begin Provided records

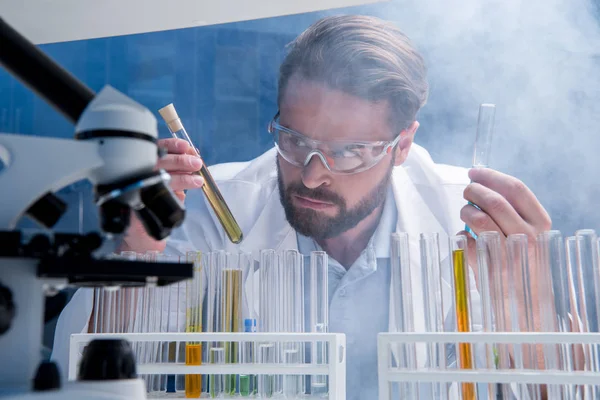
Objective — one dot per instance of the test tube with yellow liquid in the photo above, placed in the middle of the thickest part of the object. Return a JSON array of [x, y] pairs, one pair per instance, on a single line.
[[193, 324], [462, 301], [210, 189]]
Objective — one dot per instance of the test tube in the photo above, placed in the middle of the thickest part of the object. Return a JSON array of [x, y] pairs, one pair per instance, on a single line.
[[431, 277], [210, 189], [588, 276], [521, 306], [293, 265], [403, 305], [266, 351], [462, 300], [246, 262], [483, 141], [319, 317], [490, 265], [232, 316], [552, 247], [193, 324], [217, 387]]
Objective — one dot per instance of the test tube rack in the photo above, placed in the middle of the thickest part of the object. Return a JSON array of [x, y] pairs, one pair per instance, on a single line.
[[389, 374], [334, 369]]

end Provided records

Return the whole listing, word for word, and leave out every picture.

● Output for this task:
Objective — one dot per instance of the test tube with yellow liquid in the photo above, placed in the middle of the thickest part of the object. Return a JSON array of [x, y] pairs, one pair per instance, on a single line.
[[193, 324], [462, 301], [210, 189]]
Objective — one dot per instance of the test tube in the photo above, placed in the middle of the thickest part of the object. Return a JSON array of [x, y] pairs, one pair per instance, on a single line.
[[431, 277], [210, 189], [588, 276], [521, 306], [293, 265], [403, 305], [266, 351], [462, 300], [246, 262], [483, 141], [319, 317], [490, 265], [232, 316], [552, 247], [193, 324], [217, 387]]
Objective — one dot per instance of the test tube rack in the photo above, placed in the middle of the thickest part of the object. Return a JSON array of [x, y] pairs, one pair per instance, on a single line.
[[389, 374], [334, 369]]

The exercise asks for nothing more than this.